## WRITTEN REQUEST
List every line in the stored data below that contains the word "building", and copy each of those lines in full.
# RECORDS SHOWN start
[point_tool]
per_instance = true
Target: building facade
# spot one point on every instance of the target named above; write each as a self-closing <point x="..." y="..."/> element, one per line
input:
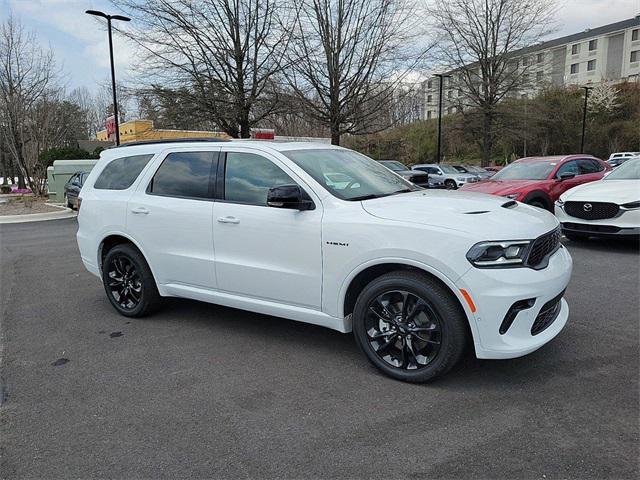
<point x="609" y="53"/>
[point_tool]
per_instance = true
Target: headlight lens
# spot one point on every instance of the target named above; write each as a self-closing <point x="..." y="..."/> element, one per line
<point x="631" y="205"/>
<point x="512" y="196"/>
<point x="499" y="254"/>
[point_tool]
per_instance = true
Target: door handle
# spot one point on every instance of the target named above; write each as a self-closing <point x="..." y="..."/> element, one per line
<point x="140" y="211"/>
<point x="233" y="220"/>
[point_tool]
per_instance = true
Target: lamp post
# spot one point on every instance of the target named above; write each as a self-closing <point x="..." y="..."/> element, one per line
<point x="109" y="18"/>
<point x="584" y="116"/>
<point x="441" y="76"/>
# RECORDS SHOWN end
# RECORDS SHOWN start
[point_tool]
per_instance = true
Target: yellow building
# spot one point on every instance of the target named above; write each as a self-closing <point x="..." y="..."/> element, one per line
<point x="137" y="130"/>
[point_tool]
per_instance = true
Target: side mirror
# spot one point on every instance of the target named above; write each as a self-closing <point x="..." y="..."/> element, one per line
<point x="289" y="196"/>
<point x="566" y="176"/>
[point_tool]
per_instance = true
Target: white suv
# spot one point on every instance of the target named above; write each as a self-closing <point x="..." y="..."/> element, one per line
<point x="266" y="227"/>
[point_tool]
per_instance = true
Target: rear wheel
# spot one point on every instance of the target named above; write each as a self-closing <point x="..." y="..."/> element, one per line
# RECORDS SHOWN end
## RESPONSE
Target: building facade
Target: yellow building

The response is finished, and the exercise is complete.